— Request —
Reproduce the data from the line containing "Mark the black" through the end, renaming "black shirt" to "dark shirt" and leaving everything else unchanged.

— Information provided —
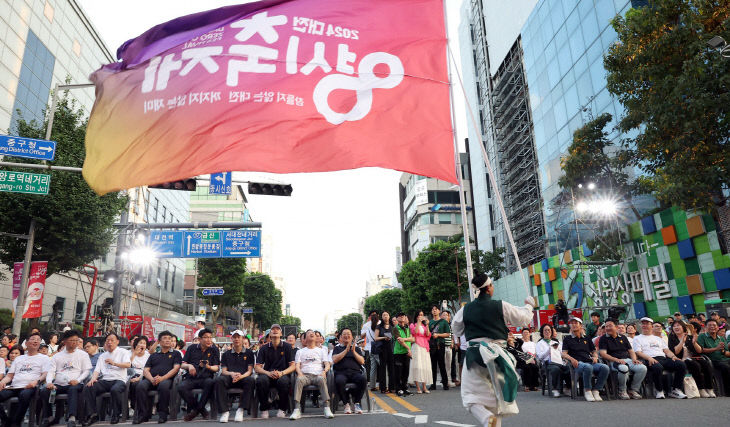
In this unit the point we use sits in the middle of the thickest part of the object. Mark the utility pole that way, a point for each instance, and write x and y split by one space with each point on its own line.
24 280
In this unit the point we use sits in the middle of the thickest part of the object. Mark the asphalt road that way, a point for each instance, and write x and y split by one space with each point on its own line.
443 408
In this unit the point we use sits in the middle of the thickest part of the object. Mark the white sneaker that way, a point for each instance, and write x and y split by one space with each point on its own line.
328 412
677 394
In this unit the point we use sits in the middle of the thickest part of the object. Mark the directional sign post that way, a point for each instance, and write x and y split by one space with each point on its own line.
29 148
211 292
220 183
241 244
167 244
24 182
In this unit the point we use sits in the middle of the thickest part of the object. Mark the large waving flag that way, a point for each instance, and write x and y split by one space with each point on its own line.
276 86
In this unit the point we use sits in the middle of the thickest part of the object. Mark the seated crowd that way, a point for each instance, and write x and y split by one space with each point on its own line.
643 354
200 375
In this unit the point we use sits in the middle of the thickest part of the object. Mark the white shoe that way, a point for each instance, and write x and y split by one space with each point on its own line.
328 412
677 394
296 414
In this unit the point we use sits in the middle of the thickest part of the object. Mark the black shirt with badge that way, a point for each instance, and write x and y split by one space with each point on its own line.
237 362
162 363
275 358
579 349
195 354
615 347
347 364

— Exercise result —
In this unit the point we use sits in the middle of the thickest part of the object. Mark the dark shirt with badge that way, a point for each instance, and write x and y split by one space with each point on its own line.
237 362
162 363
275 358
579 349
195 354
615 347
347 364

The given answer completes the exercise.